Selected extract -
-- Start --
Dancer Marjorie Chisholm
PhotographerEugene R. Hutchinson
Image Dimensions: 24.3 x 18.2 cm
Support Dimensions: 25.6 x 19.2 cm thin laid-paper art paper
Our Girls Salome Mad: Now Study Oriental Dancing in Paris Instead of Painting or Music-The New York Times: October 11, 1908
Chicago socialite Marjorie Chisholm (1887-1967) was 21 years of age when her name was attached to a 1908 Paris dateline published in the New York Times concerning the fad of Salome style dancing. Popularized by veil dances (“seven veils”) first inspired by playwright Oscar Wilde’s 1891 French tragedy Salome, these dances were essentially “westernized versions of imagined Middle Eastern styles of dance.” (Wiki) The article notes that Chisolm, accompanied by her mother and sister in Paris, was studying the Salome fad with Mme. Marraquita, ballet mistress of the Opéra Comique there, and “is so enthusiastic over the progress she has made that she intends to stay at least another month before returning to Chicago.”
-- End --
Dataset rows -
-- Start --
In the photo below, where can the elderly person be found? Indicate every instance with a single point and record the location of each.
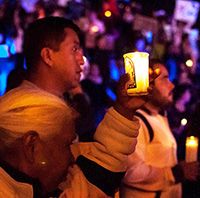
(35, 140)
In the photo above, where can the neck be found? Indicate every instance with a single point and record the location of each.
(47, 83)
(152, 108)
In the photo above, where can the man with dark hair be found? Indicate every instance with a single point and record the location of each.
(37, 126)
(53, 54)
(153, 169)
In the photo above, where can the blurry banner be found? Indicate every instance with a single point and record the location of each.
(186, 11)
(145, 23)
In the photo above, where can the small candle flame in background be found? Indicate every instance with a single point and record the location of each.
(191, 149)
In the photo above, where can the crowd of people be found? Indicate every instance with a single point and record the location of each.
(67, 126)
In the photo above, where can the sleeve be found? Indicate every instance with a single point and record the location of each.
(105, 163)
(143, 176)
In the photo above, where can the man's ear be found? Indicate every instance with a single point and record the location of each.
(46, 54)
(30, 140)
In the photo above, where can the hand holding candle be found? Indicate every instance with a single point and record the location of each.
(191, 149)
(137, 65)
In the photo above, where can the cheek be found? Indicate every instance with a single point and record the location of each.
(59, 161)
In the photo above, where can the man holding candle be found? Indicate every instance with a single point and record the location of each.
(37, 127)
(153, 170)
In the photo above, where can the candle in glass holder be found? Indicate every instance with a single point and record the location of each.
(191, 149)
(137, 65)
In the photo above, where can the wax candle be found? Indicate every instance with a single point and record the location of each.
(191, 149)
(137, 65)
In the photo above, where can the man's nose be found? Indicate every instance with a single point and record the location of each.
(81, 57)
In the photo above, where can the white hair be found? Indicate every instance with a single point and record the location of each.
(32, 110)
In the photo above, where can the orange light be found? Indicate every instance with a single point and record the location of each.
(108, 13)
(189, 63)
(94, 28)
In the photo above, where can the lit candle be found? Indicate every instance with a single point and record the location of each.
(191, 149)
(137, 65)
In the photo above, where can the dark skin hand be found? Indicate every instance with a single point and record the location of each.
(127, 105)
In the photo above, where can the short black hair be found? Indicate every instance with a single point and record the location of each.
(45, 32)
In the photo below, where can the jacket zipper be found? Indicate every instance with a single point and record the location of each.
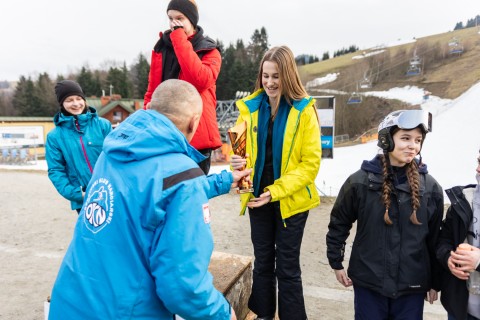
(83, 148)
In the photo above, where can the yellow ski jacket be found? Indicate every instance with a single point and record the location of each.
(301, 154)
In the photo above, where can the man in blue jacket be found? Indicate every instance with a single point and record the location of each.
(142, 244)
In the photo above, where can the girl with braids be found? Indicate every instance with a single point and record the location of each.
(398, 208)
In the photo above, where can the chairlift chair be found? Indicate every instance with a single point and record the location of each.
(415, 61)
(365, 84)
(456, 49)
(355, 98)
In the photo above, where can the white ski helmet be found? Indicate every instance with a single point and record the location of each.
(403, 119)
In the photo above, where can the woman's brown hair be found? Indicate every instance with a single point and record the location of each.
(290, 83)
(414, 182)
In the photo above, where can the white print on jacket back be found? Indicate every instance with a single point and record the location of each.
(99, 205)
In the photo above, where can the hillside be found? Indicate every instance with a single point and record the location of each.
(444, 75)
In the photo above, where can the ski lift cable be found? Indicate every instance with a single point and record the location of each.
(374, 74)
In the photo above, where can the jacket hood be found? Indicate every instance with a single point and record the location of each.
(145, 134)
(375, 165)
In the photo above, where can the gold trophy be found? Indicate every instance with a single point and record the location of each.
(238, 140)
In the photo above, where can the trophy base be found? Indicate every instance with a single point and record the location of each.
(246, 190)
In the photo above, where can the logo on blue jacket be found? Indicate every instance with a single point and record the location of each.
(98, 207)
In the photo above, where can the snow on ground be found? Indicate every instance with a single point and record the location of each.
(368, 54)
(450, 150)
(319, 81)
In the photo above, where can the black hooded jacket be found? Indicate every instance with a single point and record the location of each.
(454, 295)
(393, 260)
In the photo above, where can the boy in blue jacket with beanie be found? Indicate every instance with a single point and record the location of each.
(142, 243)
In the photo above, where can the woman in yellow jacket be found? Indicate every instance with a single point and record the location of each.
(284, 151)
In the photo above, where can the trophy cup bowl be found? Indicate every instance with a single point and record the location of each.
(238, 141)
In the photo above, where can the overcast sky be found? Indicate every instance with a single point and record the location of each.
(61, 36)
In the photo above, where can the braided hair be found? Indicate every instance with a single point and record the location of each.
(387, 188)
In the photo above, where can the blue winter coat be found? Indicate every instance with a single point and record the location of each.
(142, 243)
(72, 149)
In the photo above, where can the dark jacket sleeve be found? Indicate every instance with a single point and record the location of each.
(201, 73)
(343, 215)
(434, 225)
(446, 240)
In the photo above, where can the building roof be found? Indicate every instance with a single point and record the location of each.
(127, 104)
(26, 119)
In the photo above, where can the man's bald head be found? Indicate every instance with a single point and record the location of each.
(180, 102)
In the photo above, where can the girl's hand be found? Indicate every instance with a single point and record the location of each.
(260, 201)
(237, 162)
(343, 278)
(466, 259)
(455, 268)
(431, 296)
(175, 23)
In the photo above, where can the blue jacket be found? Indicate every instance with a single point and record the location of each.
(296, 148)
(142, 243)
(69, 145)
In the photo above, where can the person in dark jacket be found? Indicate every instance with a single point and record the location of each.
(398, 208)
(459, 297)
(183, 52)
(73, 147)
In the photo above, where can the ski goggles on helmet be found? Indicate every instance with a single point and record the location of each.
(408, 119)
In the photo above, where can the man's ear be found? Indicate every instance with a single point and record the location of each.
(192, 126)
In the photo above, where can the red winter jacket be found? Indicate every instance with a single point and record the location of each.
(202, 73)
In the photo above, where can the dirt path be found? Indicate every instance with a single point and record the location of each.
-- End --
To be done -
1 - Which distinct years appear in the text about dancer Marjorie Chisholm? List each one once.
2 - How would you render this sentence from the text about dancer Marjorie Chisholm in French: "Chicago socialite Marjorie Chisholm (1887-1967) was 21 years of age when her name was attached to a 1908 Paris dateline published in the New York Times concerning the fad of Salome style dancing."
3 - Write what comes next in the text about dancer Marjorie Chisholm, picking up after its final sentence.

Answers to the exercises -
1 - 1887, 1891, 1908, 1967

2 - La mondaine de Chicago Marjorie Chisholm (1887-1967) avait 21 ans lorsque son nom fut associé à une dépêche datée de Paris en 1908, publiée dans le New York Times, au sujet de la vogue de la danse de style Salomé.

3 -
Meanwhile, earlier that summer back in the Windy City, photographer Eugene Raymond Hutchinson (1880 –1957) had already immortalized Miss Chisholm for a series of dance photos and accompanying article which appeared in the style section of The Chicago Sunday Tribune of August 9th, 1908. Wearing the same Middle-Eastern inspired dance costume seen in this classically stylized pictorial portrait by Hutchinson, a series of three full-length poses of the dancer by him appeared under the headline: Chicago Women Who Could Dance to Fame if They Wanted To.
Miss Marjorie Chisholm a Tireless Dancer
With Marjorie Chisholm dancing is a passion. She has danced, so her friends say,ever since she was old enough to toddle about. She is brimful of energy and never grows tired while the music is playing. Whenever there Is a dance in contemplation, Miss Chisholm is the first one to be consulted, for it is known that any dance in which she takes an Interest is sure to be a success.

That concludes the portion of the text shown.